• Stored data:
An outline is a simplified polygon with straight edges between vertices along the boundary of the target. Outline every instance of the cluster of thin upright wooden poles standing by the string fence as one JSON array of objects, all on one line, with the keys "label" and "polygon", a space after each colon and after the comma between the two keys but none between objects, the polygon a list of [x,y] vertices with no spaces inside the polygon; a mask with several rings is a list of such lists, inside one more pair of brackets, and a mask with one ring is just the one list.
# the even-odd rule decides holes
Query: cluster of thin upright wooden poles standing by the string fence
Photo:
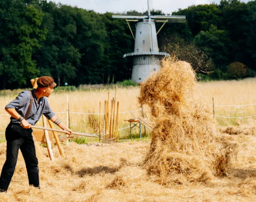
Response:
[{"label": "cluster of thin upright wooden poles standing by the string fence", "polygon": [[[117,87],[116,87],[117,91]],[[109,98],[104,101],[104,124],[103,124],[103,135],[101,135],[101,102],[99,102],[99,137],[106,141],[118,141],[118,113],[119,113],[119,102]],[[110,106],[109,106],[110,105]]]}]

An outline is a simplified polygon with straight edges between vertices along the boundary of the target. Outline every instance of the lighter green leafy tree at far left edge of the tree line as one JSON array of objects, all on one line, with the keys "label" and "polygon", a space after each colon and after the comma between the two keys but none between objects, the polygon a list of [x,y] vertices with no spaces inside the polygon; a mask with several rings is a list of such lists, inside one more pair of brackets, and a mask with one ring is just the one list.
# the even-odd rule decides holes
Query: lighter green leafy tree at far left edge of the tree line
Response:
[{"label": "lighter green leafy tree at far left edge of the tree line", "polygon": [[[36,2],[36,1],[35,1]],[[0,88],[23,87],[39,70],[32,54],[46,39],[43,13],[33,2],[0,1]]]}]

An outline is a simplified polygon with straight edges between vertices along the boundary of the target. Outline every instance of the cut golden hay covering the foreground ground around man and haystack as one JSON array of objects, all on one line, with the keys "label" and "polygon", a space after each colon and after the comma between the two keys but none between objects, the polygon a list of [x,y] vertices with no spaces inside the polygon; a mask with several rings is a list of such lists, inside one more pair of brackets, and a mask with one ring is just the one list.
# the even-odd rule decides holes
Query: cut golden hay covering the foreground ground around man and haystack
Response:
[{"label": "cut golden hay covering the foreground ground around man and haystack", "polygon": [[[21,153],[7,193],[1,202],[170,202],[254,201],[256,197],[256,137],[226,137],[238,144],[239,153],[228,176],[205,183],[161,186],[148,176],[143,160],[149,142],[131,141],[109,146],[64,146],[66,159],[53,148],[54,162],[47,149],[37,148],[41,189],[28,186]],[[0,165],[5,160],[5,143],[0,144]]]}]

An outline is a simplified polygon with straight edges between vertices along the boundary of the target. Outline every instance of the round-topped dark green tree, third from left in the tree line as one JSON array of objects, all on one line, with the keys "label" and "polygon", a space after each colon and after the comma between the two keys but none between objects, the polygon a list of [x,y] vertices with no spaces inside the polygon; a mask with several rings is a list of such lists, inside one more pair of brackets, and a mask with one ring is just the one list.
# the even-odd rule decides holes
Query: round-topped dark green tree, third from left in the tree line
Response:
[{"label": "round-topped dark green tree, third from left in the tree line", "polygon": [[79,77],[73,82],[76,82],[76,85],[99,83],[103,71],[101,63],[104,60],[106,28],[99,14],[83,9],[76,10],[77,36],[74,45],[80,50],[81,64],[77,68]]}]

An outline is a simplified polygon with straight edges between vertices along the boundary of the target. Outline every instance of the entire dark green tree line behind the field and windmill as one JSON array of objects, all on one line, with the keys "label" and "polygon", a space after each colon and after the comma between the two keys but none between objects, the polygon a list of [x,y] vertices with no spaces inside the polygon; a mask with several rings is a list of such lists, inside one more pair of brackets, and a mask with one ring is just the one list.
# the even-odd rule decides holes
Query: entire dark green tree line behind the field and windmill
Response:
[{"label": "entire dark green tree line behind the field and windmill", "polygon": [[[190,62],[202,79],[255,76],[256,1],[222,0],[173,15],[186,15],[186,23],[164,26],[157,35],[160,51]],[[0,1],[0,89],[29,87],[41,75],[58,85],[123,81],[133,63],[123,54],[133,48],[126,21],[112,13],[46,0]]]}]

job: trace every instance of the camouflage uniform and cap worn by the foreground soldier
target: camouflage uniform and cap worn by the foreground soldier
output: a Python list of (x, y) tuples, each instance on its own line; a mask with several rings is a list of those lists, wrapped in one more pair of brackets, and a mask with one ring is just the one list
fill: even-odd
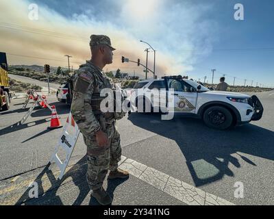
[[(95, 44), (103, 44), (102, 39), (110, 46), (109, 38), (92, 35), (90, 47)], [(92, 37), (90, 37), (92, 38)], [(111, 46), (110, 46), (111, 47)], [(111, 47), (112, 48), (112, 47)], [(103, 70), (100, 70), (92, 62), (80, 66), (73, 79), (73, 102), (71, 113), (83, 134), (87, 146), (87, 181), (91, 190), (101, 188), (108, 170), (116, 170), (121, 160), (120, 135), (116, 129), (116, 116), (113, 112), (102, 113), (100, 103), (104, 97), (100, 96), (103, 88), (114, 88), (112, 80)], [(123, 116), (121, 116), (123, 117)], [(102, 130), (108, 136), (109, 144), (99, 146), (95, 137), (97, 131)]]

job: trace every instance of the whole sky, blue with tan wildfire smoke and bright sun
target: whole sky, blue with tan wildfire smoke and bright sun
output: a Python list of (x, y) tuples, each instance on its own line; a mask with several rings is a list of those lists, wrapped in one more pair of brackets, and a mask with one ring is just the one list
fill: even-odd
[[(244, 20), (236, 21), (236, 3)], [(38, 6), (38, 16), (32, 8)], [(189, 75), (214, 83), (274, 87), (274, 1), (272, 0), (1, 0), (0, 51), (9, 64), (49, 64), (77, 69), (90, 59), (91, 34), (110, 37), (114, 62), (145, 77), (142, 66), (121, 63), (121, 56), (146, 64), (145, 49), (155, 49), (155, 73)], [(153, 51), (148, 67), (153, 70)], [(152, 76), (151, 73), (148, 74)], [(205, 79), (206, 77), (206, 79)]]

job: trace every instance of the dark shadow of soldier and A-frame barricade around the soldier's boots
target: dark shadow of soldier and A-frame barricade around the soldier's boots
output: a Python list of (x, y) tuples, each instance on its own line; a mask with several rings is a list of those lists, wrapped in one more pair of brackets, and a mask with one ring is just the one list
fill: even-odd
[[(86, 155), (82, 157), (75, 165), (73, 165), (73, 167), (68, 172), (66, 172), (61, 180), (55, 179), (53, 172), (49, 169), (49, 166), (50, 164), (47, 164), (42, 172), (40, 172), (38, 177), (34, 179), (34, 181), (38, 183), (38, 198), (30, 199), (29, 190), (32, 188), (28, 188), (21, 196), (21, 198), (19, 198), (19, 200), (16, 202), (16, 205), (22, 205), (23, 203), (24, 205), (81, 205), (83, 203), (86, 196), (90, 194), (90, 188), (88, 187), (88, 183), (86, 181)], [(45, 175), (47, 175), (51, 183), (50, 186), (46, 185), (46, 191), (42, 186), (45, 186), (45, 181), (42, 182), (42, 179), (45, 177)], [(70, 177), (72, 178), (74, 185), (71, 185), (71, 182), (64, 182)], [(107, 191), (109, 192), (110, 196), (113, 197), (113, 193), (116, 187), (124, 181), (125, 179), (112, 179), (111, 181), (108, 181)], [(61, 184), (62, 190), (60, 189)], [(75, 188), (75, 186), (77, 188)], [(60, 198), (60, 194), (62, 194), (62, 192), (65, 192), (66, 194), (73, 194), (72, 188), (75, 189), (74, 192), (78, 194), (77, 198), (73, 204), (71, 204), (71, 197), (68, 199), (68, 203), (64, 203)], [(99, 203), (95, 198), (90, 196), (89, 205), (99, 205)]]

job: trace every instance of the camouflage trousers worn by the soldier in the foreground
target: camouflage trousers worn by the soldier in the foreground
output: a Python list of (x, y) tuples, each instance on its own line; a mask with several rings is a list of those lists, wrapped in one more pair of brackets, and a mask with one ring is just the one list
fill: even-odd
[(98, 146), (95, 136), (84, 136), (88, 163), (86, 179), (91, 190), (101, 188), (108, 170), (116, 170), (121, 160), (120, 134), (116, 122), (106, 125), (105, 129), (109, 142), (107, 146)]

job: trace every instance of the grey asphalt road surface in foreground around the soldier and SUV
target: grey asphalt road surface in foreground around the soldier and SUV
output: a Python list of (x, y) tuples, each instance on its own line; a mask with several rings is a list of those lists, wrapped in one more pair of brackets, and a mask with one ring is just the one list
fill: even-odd
[[(126, 158), (121, 167), (129, 169), (131, 176), (127, 181), (105, 181), (114, 196), (113, 204), (273, 205), (273, 93), (258, 94), (265, 108), (260, 121), (229, 131), (209, 129), (201, 120), (180, 116), (166, 121), (157, 114), (134, 113), (119, 120)], [(56, 102), (55, 96), (48, 100), (57, 107), (64, 124), (69, 107)], [(47, 129), (47, 109), (34, 110), (25, 125), (17, 126), (26, 112), (21, 110), (22, 103), (23, 99), (14, 100), (9, 112), (0, 113), (0, 203), (96, 205), (84, 177), (82, 136), (71, 169), (63, 181), (55, 181), (53, 175), (58, 172), (50, 176), (45, 165), (62, 129)], [(27, 198), (31, 181), (43, 181), (44, 196)], [(244, 198), (234, 197), (236, 182), (243, 183)]]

• Work to complete:
Show all lines above that contain "bright".

• Response to the exercise:
job: trace every instance of the whole sky, blue with tan wildfire smoke and bright sun
target: whole sky, blue with tan wildfire smoke and bright sun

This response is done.